Schema

The database with the schema name should be changed to SET SESSION CURRENT_SCHEMA.

Analytical Functions

Analytical functions are collectively called ordered analytical functions in Teradata, and they provide powerful analytical abilities for data mining, analysis and business intelligence.

1. Analytical Functions in ORDER BY

   Input: Analytic function in ORDER BY clause

   SELECT customer_id, customer_name, RANK(customer_id, customer_address DESC) 
      FROM customer_t
    WHERE  customer_state = 'CA'
    ORDER BY RANK(customer_id, customer_address DESC);

   Output

   SELECT customer_id, customer_name, RANK() over(order by customer_id, customer_address DESC) 
      FROM customer_t
    WHERE  customer_state = 'CA'
    ORDER BY RANK() over(order by customer_id DESC, customer_address DESC) ;

   Input: Analytic function in GROUP BY clause

   SELECT customer_city, customer_state, postal_code
        , rank(postal_code)
        , rank() over(partition by customer_state order by postal_code)
       , rank() over(order by postal_code)
     FROM Customer_T 
     GROUP BY customer_state
     ORDER BY customer_state;

   Output

   SELECT customer_city, customer_state, postal_code
        , rank() over(PARTITION BY customer_state ORDER BY postal_code DESC) 
        , rank() over(partition by customer_state order by postal_code)
        , rank() over(order by postal_code)
     FROM Customer_T 
     ORDER BY customer_state;

2. Analytical Functions in PARTITION BY

   When the input script contains a numeric value in the PARTITION BY clause, the migrated script retains the numeric value as it is.

   Input: Analytic function in PARTITION BY clause (with numeric value)

   SELECT
             Customer_id
             ,customer_name
             ,rank (
             ) over( partition BY 1 ORDER BY Customer_id )
             ,rank (customer_name)
        FROM
             Customer_t
        GROUP BY
             1
   ;

   Output

   SELECT
             Customer_id
             ,customer_name
             ,rank (
             ) over( partition BY 1 ORDER BY Customer_id )
             ,rank (
             ) over( PARTITION BY Customer_id ORDER BY customer_name DESC )

_____

§ Requests:
1. Copy the text on analytical functions word for word, between "Analytical functions are" and "customer_name, RANK(customer_id, customer_address DESC)", inclusive.
2. Write the next part of the text on analytical functions, starting right after its last line.

_____

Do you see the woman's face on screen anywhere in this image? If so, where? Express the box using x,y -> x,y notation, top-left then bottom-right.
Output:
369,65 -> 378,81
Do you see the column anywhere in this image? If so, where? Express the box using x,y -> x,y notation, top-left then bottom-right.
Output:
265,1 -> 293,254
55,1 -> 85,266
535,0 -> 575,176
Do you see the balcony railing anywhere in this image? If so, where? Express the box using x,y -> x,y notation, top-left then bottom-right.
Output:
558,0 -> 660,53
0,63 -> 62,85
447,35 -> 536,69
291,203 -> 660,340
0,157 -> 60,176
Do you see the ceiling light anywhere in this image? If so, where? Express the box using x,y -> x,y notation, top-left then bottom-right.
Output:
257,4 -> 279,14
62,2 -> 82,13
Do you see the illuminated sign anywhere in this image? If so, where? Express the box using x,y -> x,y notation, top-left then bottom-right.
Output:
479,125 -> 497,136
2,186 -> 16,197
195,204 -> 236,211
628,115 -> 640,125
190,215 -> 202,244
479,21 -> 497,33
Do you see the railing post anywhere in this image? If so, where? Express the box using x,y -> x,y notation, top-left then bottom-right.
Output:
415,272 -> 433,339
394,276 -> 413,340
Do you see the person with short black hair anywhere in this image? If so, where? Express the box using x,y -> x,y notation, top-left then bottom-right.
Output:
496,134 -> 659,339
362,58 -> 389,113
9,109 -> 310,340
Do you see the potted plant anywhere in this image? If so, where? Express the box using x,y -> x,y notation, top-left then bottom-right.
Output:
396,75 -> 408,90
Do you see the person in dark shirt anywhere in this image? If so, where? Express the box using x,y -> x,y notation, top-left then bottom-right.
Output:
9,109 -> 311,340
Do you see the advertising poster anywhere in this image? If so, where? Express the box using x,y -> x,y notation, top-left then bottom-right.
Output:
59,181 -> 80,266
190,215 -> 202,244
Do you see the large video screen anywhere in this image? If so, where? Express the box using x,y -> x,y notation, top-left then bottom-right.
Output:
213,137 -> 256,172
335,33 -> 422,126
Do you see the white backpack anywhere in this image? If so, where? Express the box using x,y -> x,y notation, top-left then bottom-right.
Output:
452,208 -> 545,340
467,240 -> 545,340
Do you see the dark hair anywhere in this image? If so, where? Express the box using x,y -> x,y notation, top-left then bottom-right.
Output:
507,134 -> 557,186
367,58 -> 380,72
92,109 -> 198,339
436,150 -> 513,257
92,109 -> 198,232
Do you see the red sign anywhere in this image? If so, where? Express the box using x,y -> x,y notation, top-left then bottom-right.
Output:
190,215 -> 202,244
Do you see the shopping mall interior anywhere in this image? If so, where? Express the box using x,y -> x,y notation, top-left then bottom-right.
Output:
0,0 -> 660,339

_____

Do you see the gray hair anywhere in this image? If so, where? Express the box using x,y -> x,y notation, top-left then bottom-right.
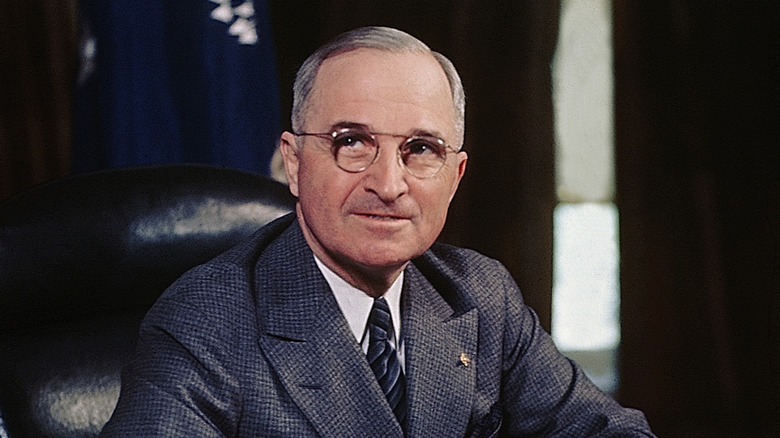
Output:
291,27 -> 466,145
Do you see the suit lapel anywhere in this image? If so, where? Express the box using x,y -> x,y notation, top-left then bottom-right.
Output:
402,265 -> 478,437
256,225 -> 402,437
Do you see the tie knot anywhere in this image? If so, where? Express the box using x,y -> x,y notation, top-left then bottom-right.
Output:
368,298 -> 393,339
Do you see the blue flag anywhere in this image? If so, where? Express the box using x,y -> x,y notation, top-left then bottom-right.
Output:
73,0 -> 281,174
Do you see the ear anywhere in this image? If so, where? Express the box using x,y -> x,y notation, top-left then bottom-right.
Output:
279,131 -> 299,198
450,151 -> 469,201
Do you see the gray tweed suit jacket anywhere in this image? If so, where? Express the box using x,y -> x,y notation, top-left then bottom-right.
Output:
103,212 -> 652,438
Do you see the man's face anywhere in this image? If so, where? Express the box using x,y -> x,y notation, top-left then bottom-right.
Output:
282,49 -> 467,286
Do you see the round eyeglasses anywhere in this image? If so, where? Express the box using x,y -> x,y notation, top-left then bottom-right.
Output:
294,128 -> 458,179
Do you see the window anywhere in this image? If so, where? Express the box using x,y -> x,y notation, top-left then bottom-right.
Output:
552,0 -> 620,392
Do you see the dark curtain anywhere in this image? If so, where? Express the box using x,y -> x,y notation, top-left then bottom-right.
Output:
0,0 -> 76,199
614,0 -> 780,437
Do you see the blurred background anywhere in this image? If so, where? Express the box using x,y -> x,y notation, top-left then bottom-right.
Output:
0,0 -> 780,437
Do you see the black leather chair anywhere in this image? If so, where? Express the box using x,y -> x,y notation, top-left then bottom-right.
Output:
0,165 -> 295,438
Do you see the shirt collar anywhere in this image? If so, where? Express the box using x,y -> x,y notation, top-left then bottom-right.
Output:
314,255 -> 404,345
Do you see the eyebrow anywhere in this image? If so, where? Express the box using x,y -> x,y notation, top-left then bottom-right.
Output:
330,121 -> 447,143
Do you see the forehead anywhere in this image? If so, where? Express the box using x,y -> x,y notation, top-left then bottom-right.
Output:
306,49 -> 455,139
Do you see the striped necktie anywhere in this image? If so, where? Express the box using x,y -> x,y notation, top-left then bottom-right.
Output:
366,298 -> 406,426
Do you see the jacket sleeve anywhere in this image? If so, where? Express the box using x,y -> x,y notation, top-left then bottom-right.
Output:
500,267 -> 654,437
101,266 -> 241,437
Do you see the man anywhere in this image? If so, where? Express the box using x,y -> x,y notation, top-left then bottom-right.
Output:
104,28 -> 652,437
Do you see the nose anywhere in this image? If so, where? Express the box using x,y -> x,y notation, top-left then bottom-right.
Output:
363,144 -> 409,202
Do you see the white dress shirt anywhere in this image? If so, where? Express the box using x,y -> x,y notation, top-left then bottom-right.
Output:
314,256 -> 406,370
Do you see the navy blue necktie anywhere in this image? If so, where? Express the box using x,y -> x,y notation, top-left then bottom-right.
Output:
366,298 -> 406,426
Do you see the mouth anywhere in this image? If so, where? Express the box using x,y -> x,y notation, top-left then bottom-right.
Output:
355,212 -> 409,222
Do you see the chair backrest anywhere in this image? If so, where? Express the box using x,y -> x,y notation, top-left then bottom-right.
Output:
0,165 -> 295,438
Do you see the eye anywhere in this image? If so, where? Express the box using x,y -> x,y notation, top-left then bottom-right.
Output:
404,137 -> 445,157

_____

§ Responses in order:
1.
Analytical functions are collectively called ordered analytical functions in Teradata, and they provide powerful analytical abilities for data mining, analysis and business intelligence.

1. Analytical Functions in ORDER BY

   Input: Analytic function in ORDER BY clause

   SELECT customer_id, customer_name, RANK(customer_id, customer_address DESC)

2.
        FROM
             Customer_t
   ;

3. Window Functions

   Window functions perform calculations across rows of the query result. DSC supports the following Teradata window functions:

   

   The DSC supports only single occurrance of window function in QUALIFY clause. Multiple window functions in a QUALIFY may result in invalid migration.

4. CSUM

   The Cumulative Sum (CSUM) function provides a running or cumulative total for a column's numeric value. It is recommended that ALIAS be used in the QUALIFY statements.

   Input - CSUM with GROUP_ID

   INSERT INTO GSIS_SUM.DW_DAT71 (
      col1
     ,PROD_GROUP
   )
      SELECT 
         CSUM(1, T1.col1)
         ,T1.PROD_GROUP
        FROM tab1  T1
       WHERE T1.col1 = 'ABC'
   ;

   Output

   INSERT
        INTO
             GSIS_SUM.DW_DAT71 (
                  col1
                  ,PROD_GROUP
             ) SELECT
                       SUM (1) over( ORDER BY T1.col1 ROWS UNBOUNDED PRECEDING )
                       ,T1.PROD_GROUP
                  FROM
                       tab1 T1
                  WHERE
                       T1.col1 = 'ABC'
   ;

   Input - CSUM with GROUP_ID

   SELECT  top 10
         CSUM(1, T1.Test_GROUP)
         ,T1.col1
     FROM  $[schema}.  T1
    WHERE T1.Test_GROUP = 'Test_group' group by Test_group order by Test_Group;

   Output

   SELECT
          SUM (1) over( partition BY Test_group ORDER BY T1.Test_GROUP ROWS UNBOUNDED PRECEDING )
          ,T1.col1
     FROM
          $[schema}. T1
    WHERE
          T1.Test_GROUP = 'Test_group'
    ORDER BY
          Test_Group LIMIT 10
   ;

   Input - CSUM with GROUP BY + QUALIFY

   SELECT c1, c2, c3, CSUM(c4, c3)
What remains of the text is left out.